[SET EXERCISE]
Copy out every item below word for word, leaving out the pictures.

[LISTED RECORDS]
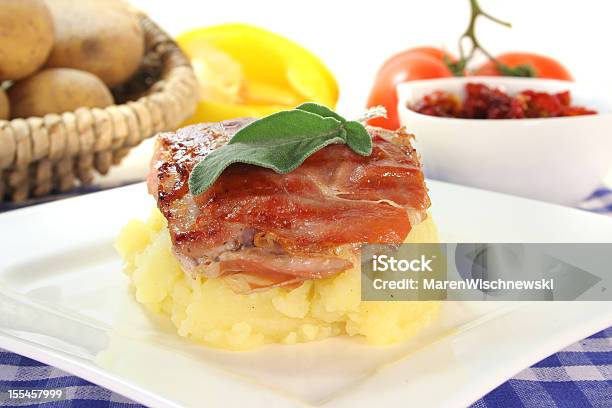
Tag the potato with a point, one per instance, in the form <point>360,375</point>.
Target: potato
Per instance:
<point>26,37</point>
<point>208,311</point>
<point>57,90</point>
<point>4,105</point>
<point>99,36</point>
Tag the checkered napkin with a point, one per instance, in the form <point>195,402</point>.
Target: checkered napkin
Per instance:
<point>578,376</point>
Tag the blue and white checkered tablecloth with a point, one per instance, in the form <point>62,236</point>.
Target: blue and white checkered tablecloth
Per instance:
<point>577,376</point>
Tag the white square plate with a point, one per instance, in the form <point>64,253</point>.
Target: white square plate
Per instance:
<point>64,301</point>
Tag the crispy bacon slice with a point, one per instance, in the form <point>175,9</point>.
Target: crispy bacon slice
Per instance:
<point>260,229</point>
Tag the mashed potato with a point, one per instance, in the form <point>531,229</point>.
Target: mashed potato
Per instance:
<point>207,311</point>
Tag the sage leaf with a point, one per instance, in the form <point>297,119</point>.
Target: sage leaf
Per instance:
<point>320,110</point>
<point>281,142</point>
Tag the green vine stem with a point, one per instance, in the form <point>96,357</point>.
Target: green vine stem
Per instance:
<point>458,67</point>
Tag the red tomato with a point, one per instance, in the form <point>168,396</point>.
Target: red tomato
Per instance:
<point>545,67</point>
<point>412,64</point>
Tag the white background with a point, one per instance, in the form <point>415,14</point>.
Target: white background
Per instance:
<point>355,37</point>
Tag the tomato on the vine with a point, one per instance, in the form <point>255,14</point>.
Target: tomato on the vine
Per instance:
<point>412,64</point>
<point>543,66</point>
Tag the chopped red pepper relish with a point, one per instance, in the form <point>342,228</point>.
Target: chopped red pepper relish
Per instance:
<point>483,102</point>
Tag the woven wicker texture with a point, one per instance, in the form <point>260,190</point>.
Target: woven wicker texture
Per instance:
<point>57,152</point>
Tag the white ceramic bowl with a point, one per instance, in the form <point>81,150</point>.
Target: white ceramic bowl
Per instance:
<point>561,160</point>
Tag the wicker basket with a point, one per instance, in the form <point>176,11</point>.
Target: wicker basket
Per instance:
<point>57,152</point>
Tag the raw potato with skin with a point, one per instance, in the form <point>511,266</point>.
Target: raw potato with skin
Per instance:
<point>57,90</point>
<point>99,36</point>
<point>4,105</point>
<point>26,37</point>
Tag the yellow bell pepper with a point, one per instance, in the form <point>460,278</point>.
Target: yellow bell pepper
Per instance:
<point>247,71</point>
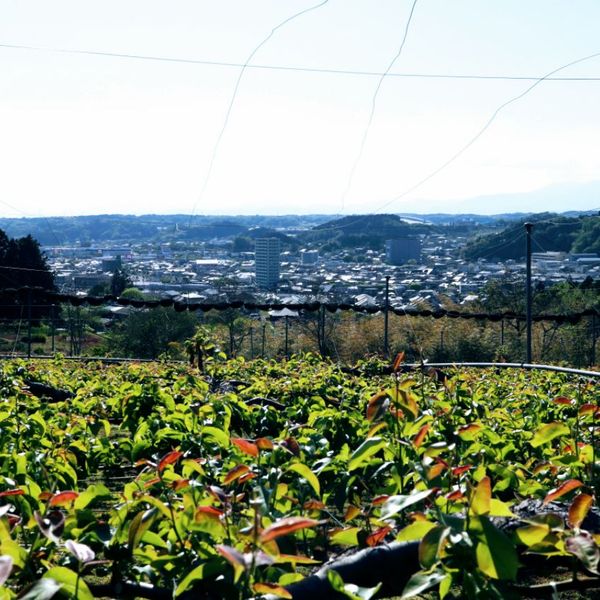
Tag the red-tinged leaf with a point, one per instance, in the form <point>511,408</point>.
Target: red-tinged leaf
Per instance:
<point>454,496</point>
<point>377,406</point>
<point>247,477</point>
<point>219,493</point>
<point>545,466</point>
<point>264,444</point>
<point>422,433</point>
<point>15,492</point>
<point>398,361</point>
<point>561,490</point>
<point>588,409</point>
<point>236,473</point>
<point>375,538</point>
<point>314,505</point>
<point>6,565</point>
<point>285,527</point>
<point>63,498</point>
<point>296,559</point>
<point>246,446</point>
<point>458,471</point>
<point>351,513</point>
<point>208,511</point>
<point>152,482</point>
<point>272,589</point>
<point>584,547</point>
<point>169,459</point>
<point>379,499</point>
<point>180,484</point>
<point>562,400</point>
<point>436,470</point>
<point>481,499</point>
<point>407,402</point>
<point>579,509</point>
<point>291,445</point>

[SOLUTION TO THE PROBLEM]
Tag the potato with a point, one per instance, in the form <point>360,375</point>.
Target: potato
Per instance:
<point>26,37</point>
<point>208,311</point>
<point>57,90</point>
<point>4,105</point>
<point>99,36</point>
Tag the checkered napkin with a point, one per instance, in the form <point>195,402</point>.
Target: checkered napkin
Per instance:
<point>578,376</point>
Tag the blue and white checkered tablecloth with a point, one per instance, in the form <point>62,236</point>.
Target: blue and white checkered tablecloth
Per instance:
<point>577,376</point>
Tag the white square plate with a point, one per instance, in the form <point>64,253</point>.
Target: white square plate
Per instance:
<point>64,301</point>
Tag the crispy bacon slice with a point, one per instance, in the form <point>175,9</point>.
Target: crispy bacon slice
Per instance:
<point>260,229</point>
Tag the mashed potato with a point, one per instance, in the form <point>531,229</point>.
Target: mashed potato
Per instance:
<point>207,311</point>
Tag the sage leaf with a point, one per instance, in the form <point>297,119</point>.
Target: sage leaf
Per instance:
<point>320,110</point>
<point>281,142</point>
Tag the green vine stem with a point, one per instance, in the form <point>96,357</point>.
Target: green vine stem
Per instance:
<point>458,67</point>
Tag the red tomato with a point, one per instance, in the form <point>168,396</point>.
Target: red tomato
Per instance:
<point>545,67</point>
<point>412,64</point>
Tag the white background with a point, one per instance, in the form <point>415,14</point>.
Target: white background
Per instance:
<point>355,37</point>
Tag the tomato on the vine with a point, one per instance, in the form <point>255,14</point>.
Target: tomato on the vine
Per instance:
<point>412,64</point>
<point>543,66</point>
Tag the chopped red pepper relish with a point, one per instance, in the form <point>342,228</point>.
Target: chopped red pepper relish
Per instance:
<point>483,102</point>
Tag the woven wicker texture with a point, one per instance, in the form <point>260,190</point>.
Target: woven wicker texture
Per instance:
<point>57,152</point>
Tag the white ceramic bowl with a point, one per instance, in the form <point>81,150</point>.
Target: white ceramic bowl
Per instance:
<point>561,160</point>
Tag the wicker basket with a point, one per instance, in the form <point>176,11</point>.
Target: wicker basket
Per instance:
<point>57,152</point>
Tag the raw potato with skin with a point, one per instance, in the form <point>511,266</point>.
Target: raw potato with skin
Per instance:
<point>57,90</point>
<point>99,36</point>
<point>4,105</point>
<point>26,37</point>
Tag the yellow bell pepper with a point, one per instance, in the form <point>460,278</point>.
Target: yellow bell pepper
Per instance:
<point>247,71</point>
Tag the red-tinged leaf with a point, one per instance, in the form <point>511,408</point>.
Target: red-tinged leaf
Per instance:
<point>454,496</point>
<point>377,406</point>
<point>247,477</point>
<point>219,493</point>
<point>545,466</point>
<point>264,444</point>
<point>422,433</point>
<point>15,492</point>
<point>398,361</point>
<point>561,490</point>
<point>588,409</point>
<point>236,473</point>
<point>375,538</point>
<point>314,505</point>
<point>6,565</point>
<point>285,527</point>
<point>63,498</point>
<point>296,559</point>
<point>246,446</point>
<point>458,471</point>
<point>351,513</point>
<point>208,511</point>
<point>152,482</point>
<point>272,589</point>
<point>584,547</point>
<point>169,459</point>
<point>379,499</point>
<point>180,484</point>
<point>562,400</point>
<point>436,470</point>
<point>481,499</point>
<point>407,402</point>
<point>579,509</point>
<point>291,445</point>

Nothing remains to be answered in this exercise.